Give every line of the material again, exactly as written.

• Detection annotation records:
=======

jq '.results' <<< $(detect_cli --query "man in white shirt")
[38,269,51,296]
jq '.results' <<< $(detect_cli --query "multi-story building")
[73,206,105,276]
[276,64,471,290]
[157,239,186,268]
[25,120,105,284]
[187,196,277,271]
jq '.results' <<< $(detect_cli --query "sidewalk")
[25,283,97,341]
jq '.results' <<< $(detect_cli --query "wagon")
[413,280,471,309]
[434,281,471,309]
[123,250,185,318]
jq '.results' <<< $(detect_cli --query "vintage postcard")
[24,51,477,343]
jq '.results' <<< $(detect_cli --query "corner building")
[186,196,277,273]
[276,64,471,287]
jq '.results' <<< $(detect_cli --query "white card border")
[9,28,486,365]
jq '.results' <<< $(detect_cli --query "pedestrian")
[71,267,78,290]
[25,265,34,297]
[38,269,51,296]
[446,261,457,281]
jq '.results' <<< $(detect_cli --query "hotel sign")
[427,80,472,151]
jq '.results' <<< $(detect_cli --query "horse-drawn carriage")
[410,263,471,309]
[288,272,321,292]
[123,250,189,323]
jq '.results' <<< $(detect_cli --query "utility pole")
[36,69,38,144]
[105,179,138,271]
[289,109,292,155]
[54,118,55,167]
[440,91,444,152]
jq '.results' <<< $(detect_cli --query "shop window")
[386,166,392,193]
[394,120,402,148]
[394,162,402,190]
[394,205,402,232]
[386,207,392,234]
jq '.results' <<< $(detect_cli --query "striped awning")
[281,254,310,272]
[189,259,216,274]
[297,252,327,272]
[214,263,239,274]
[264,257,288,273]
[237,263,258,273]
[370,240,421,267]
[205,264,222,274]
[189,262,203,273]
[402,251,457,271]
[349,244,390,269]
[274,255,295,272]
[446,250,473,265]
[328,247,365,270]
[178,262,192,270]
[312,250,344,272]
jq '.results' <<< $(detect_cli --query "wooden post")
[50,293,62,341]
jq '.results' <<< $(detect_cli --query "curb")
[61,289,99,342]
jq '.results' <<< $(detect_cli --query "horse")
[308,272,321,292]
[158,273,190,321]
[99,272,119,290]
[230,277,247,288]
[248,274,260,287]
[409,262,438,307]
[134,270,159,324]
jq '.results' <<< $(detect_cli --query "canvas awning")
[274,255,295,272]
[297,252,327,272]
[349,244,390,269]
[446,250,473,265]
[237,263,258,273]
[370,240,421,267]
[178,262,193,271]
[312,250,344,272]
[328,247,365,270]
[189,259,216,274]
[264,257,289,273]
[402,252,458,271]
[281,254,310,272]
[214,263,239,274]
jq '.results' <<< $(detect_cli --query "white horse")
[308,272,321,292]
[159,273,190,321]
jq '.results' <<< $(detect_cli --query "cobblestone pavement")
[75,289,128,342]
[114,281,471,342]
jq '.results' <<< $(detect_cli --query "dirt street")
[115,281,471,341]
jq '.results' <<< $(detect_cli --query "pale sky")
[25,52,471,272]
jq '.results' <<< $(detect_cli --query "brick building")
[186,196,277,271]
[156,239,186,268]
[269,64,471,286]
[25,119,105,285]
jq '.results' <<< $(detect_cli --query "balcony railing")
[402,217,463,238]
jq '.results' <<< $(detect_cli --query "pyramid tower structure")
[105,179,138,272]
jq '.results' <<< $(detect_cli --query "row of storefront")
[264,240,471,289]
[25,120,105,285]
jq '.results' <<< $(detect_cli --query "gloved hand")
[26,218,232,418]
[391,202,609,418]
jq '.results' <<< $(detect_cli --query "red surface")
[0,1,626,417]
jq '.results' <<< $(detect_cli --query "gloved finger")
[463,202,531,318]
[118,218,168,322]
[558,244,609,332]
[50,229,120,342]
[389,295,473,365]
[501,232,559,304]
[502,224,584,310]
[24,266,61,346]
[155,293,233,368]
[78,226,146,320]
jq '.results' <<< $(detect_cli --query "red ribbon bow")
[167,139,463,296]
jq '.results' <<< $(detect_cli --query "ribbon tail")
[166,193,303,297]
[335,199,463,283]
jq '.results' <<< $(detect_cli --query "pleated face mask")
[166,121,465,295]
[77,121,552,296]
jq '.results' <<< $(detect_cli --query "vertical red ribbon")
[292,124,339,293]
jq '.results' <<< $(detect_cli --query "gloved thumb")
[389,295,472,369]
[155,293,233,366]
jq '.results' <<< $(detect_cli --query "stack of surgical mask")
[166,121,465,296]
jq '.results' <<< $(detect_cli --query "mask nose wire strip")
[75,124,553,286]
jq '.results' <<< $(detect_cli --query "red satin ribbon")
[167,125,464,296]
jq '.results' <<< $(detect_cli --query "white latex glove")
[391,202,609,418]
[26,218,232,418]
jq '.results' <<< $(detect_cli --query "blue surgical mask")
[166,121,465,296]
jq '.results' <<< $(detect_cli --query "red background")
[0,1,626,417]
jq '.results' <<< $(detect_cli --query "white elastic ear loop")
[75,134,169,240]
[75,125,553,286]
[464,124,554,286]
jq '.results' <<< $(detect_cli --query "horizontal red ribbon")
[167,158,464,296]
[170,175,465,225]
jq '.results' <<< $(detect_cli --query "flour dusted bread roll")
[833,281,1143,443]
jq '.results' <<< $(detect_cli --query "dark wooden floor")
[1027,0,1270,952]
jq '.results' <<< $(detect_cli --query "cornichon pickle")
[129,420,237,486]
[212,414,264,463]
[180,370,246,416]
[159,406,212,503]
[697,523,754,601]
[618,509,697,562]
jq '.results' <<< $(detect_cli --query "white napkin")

=======

• Answer to the exercise:
jq '.results' <<< $(detect_cli --query "man in white shirt")
[38,269,51,296]
jq '.results' <<< $(detect_cli --query "multi-story building")
[73,206,105,276]
[276,64,471,290]
[157,239,186,268]
[25,120,105,284]
[187,196,277,271]
jq '.results' <<< $(detect_cli --query "sidewalk")
[25,283,97,341]
jq '.results' <<< $(detect_cli --query "wagon")
[413,280,471,309]
[434,281,471,309]
[123,250,185,318]
jq '.results' <<< $(detect_cli --query "vintage postcard")
[24,51,477,343]
jq '.results' <<< $(detect_cli --query "corner building")
[186,196,277,273]
[276,64,471,287]
jq '.results' <<< $(detect_cli --query "white card border")
[9,28,486,365]
jq '.results' <<< $(detect_cli --query "pedestrian")
[71,267,78,290]
[25,265,34,297]
[38,269,51,296]
[446,261,457,281]
jq '.results' <<< $(detect_cli --query "hotel sign")
[427,80,472,151]
jq '.results' <<< $(detect_cli --query "horse-drawn carriage")
[410,263,471,309]
[288,272,321,292]
[123,250,189,323]
jq '.results' <<< $(detect_cli --query "utility pole")
[36,69,38,144]
[105,179,138,271]
[289,109,292,155]
[54,118,55,167]
[440,91,444,152]
jq '.results' <<< $(detect_cli --query "shop window")
[386,166,392,193]
[394,120,402,148]
[394,162,402,190]
[394,205,402,232]
[386,207,392,234]
jq '.results' <<< $(detect_cli --query "striped awning")
[281,254,310,272]
[189,259,216,274]
[297,252,327,272]
[214,263,239,274]
[264,257,288,273]
[237,263,258,273]
[370,240,421,267]
[205,264,222,274]
[189,262,203,273]
[402,251,457,271]
[349,244,390,269]
[274,255,295,272]
[446,250,473,265]
[328,247,365,270]
[178,262,192,270]
[312,250,344,272]
jq '.results' <<< $(detect_cli --query "wooden post")
[50,293,62,341]
jq '.results' <<< $(detect_cli --query "curb")
[61,289,99,342]
jq '.results' <<< $(detect_cli --query "horse")
[308,272,321,292]
[158,273,190,321]
[99,272,119,290]
[230,277,247,288]
[248,274,260,287]
[409,262,438,307]
[134,270,159,324]
jq '.results' <<< $(detect_cli --query "canvas awning")
[274,255,295,272]
[297,252,327,272]
[349,244,390,269]
[446,250,473,265]
[237,263,258,273]
[370,240,421,267]
[178,262,193,271]
[312,250,344,272]
[328,247,365,270]
[189,259,216,274]
[264,257,289,273]
[402,252,458,271]
[281,254,310,272]
[214,263,239,274]
jq '.results' <<< $(detect_cli --query "white horse")
[308,272,321,292]
[159,273,190,321]
jq '.results' <<< $(detect_cli --query "cobblestone pavement")
[75,289,128,342]
[114,281,471,342]
jq '.results' <<< $(detect_cli --query "dirt street")
[115,281,471,341]
jq '.results' <<< $(detect_cli --query "pale sky")
[25,52,471,272]
jq '.results' <<< $(detect_cli --query "brick building")
[186,196,277,271]
[156,239,186,268]
[269,64,471,286]
[25,119,105,285]
jq '.results' <<< $(detect_cli --query "balcony railing")
[402,217,463,238]
jq '.results' <<< $(detect_cli --query "pyramid tower structure")
[105,179,138,272]
jq '.results' <<< $(detect_cli --query "row of storefront")
[264,240,471,289]
[25,120,105,285]
jq '.results' <<< $(detect_cli --query "gloved hand")
[26,218,232,418]
[391,202,609,418]
jq '.results' <<< $(detect_cli --query "red surface")
[0,1,626,417]
jq '.results' <<< $(detect_cli --query "gloved finger")
[463,202,531,318]
[118,218,168,322]
[558,244,609,332]
[50,229,120,342]
[389,295,473,365]
[501,232,559,304]
[502,224,584,310]
[24,266,61,346]
[155,293,233,368]
[78,226,146,320]
jq '.results' <<< $(detect_cli --query "red ribbon bow")
[167,139,463,296]
jq '.results' <<< $(detect_cli --query "ribbon tail")
[166,193,303,297]
[335,199,463,283]
jq '.results' <<< $(detect_cli --query "pleated face mask")
[166,121,465,295]
[77,121,552,296]
jq '.results' <<< $(detect_cli --query "vertical red ribbon")
[292,124,339,293]
jq '.results' <<< $(detect_cli --query "gloved thumb")
[389,295,472,369]
[155,293,233,366]
jq '.results' <<< $(detect_cli --query "stack of surgical mask")
[166,121,465,296]
jq '.results' <<< $(detect_cli --query "mask nose wire strip")
[75,124,553,286]
jq '.results' <<< $(detect_cli --query "red satin ribbon")
[167,125,464,296]
jq '.results' <<< $(detect_cli --query "white latex glove")
[391,202,609,418]
[26,218,232,418]
jq '.results' <<< $(detect_cli --query "blue surgical mask")
[166,121,465,296]
jq '.results' <<< $(detect_cli --query "red background")
[0,1,626,417]
jq '.results' <<< $(detect_cli --query "white elastic ear loop")
[75,134,169,240]
[75,125,553,286]
[464,124,554,286]
jq '.results' <<< $(detect_cli --query "horizontal red ribbon")
[167,158,464,296]
[170,175,465,225]
jq '.results' <<< $(detect_cli --query "flour dusted bread roll")
[833,281,1143,443]
jq '.results' <<< $(detect_cli --query "dark wooden floor")
[1027,0,1270,952]
jq '.results' <<< $(detect_cli --query "cornichon pickle")
[129,420,237,486]
[212,414,264,463]
[180,370,246,416]
[159,406,212,503]
[697,523,754,601]
[618,509,697,562]
jq '.results' <<< $(detect_cli --query "white napkin")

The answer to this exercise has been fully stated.